Task input

#####

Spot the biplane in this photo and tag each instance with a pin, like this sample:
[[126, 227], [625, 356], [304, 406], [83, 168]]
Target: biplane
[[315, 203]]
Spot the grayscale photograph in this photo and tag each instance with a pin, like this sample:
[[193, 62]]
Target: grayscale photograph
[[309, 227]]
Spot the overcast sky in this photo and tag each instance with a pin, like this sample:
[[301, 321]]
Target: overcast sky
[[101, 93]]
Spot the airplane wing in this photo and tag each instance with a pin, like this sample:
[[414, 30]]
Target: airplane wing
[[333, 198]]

#####

What you should do
Reproduce all the records above, substituting "marker" for each "pin" and changing nothing else.

Response below
Spot the biplane in this photo and tag each instance with a marker, like this sample:
[[126, 227], [625, 356], [304, 406], [83, 168]]
Target: biplane
[[315, 203]]
Spot the grayscale photograph in this photo and tag each instance with a marker, like this sample:
[[193, 62]]
Target: grayscale photograph
[[309, 227]]
Spot the overcast sky in this photo and tag each instance with a marker, like this sample:
[[301, 321]]
Target: overcast sky
[[101, 93]]
Spot the airplane wing in this photo and tag each instance with a marker, like this sample:
[[414, 30]]
Target: airplane wing
[[333, 198]]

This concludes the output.